• _PASSAGE SHOWN_
What were hindwings for?
After discussing pterosaur hindwings I feel its only fair to talk about the hindwings that we know actually existed. First conceptualised by William Beebe in 1915 based on bird embryo membrane vestiges, domestic breeds with hindwings and long leg feathers on Archaeopteryx specimens, this hypothesis would only further be vindicated in the passing decades, most notably with the discovery of Microraptor. In total, it seems hindwings occured multiple times in avian evolution: in microraptorans, Pedopenna (which according to Hartman et al 2019 might be a scansoriopterygid), anchiornithids, Archaeopteryx, omnivoropterygids and at least two enantiornitheans, with the long leg feathers of some modern raptors arguably counting as hindwings as well.
While hindwings have at times been brought up as being ancestral to birds and possibly Maniraptora as a whole, recent findings seem to imply that they have evolved independently multiple times. Microraptorans are nested deeply among Deinonychosauria, usually as dromaeosaurids, yet they are the only members of this group to have hindwings, with many well preserved dromaeosaurid and troodontid fossils lacking them. They might be ancestral to Avialae, especially if you interpret either Archaeopteryx or anchiornithids as closer to crown-Aves than to each other, but they’re clearly not ancestral any further than this: scansoriopterygids, the two enantiornitheans and modern predatory birds are all deeply nested among clades with no hindwings.
Therefore, while they might possibly have something to do with the acquisition of avian flight, the more likely explanation is that they evolved independently multiple times to fill the same biomechanical role.
Many studies have been made about Microraptor‘s exceptionally well-developed hindwings, including positing scenarios where it glided in a biplane model; however, several recent studies not only find this animal to be a poor glider but also more likely a burst or generalist flyer like a chicken or a crow respectively, rendering this biplane model unlikely (Agnolín 2013, Dececchi 2016, Pei 2020, Dececchi 2020). So, its unlikely that the hindwings were utilised in this bizarre fashion.
To answer the question of what hindwings were likely used for, we probably have to turn to living analogues. Modern raptors like falcons and booted eagles have long leg feathers, in many ways similar to the condition seen in Archaeopteryx, Pedopenna, omnivoropterygids and enantiornitheans (see cladogram above). No bird of prey uses the hindwings as a secondary lift generator most of the time, as they fly with the legs tucked against the body. However, they do seem to provide a pivotal role in shock absorption, being extended as the legs lunge forward.

• _GIVEN EXERCISE_
From the hindwings text above, copy word for word the stretch that opens with the words containing "After discussing pterosaur" and closes with "hindwings as well.".

• _DATA SHOWN_
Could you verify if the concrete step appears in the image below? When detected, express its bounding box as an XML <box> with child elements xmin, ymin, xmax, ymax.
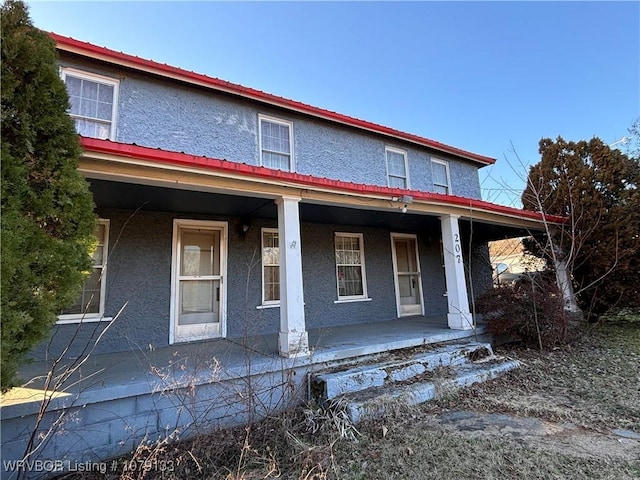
<box><xmin>312</xmin><ymin>342</ymin><xmax>495</xmax><ymax>400</ymax></box>
<box><xmin>340</xmin><ymin>357</ymin><xmax>520</xmax><ymax>423</ymax></box>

• _EXERCISE RESULT_
After discussing pterosaur hindwings I feel its only fair to talk about the hindwings that we know actually existed. First conceptualised by William Beebe in 1915 based on bird embryo membrane vestiges, domestic breeds with hindwings and long leg feathers on Archaeopteryx specimens, this hypothesis would only further be vindicated in the passing decades, most notably with the discovery of Microraptor. In total, it seems hindwings occured multiple times in avian evolution: in microraptorans, Pedopenna (which according to Hartman et al 2019 might be a scansoriopterygid), anchiornithids, Archaeopteryx, omnivoropterygids and at least two enantiornitheans, with the long leg feathers of some modern raptors arguably counting as hindwings as well.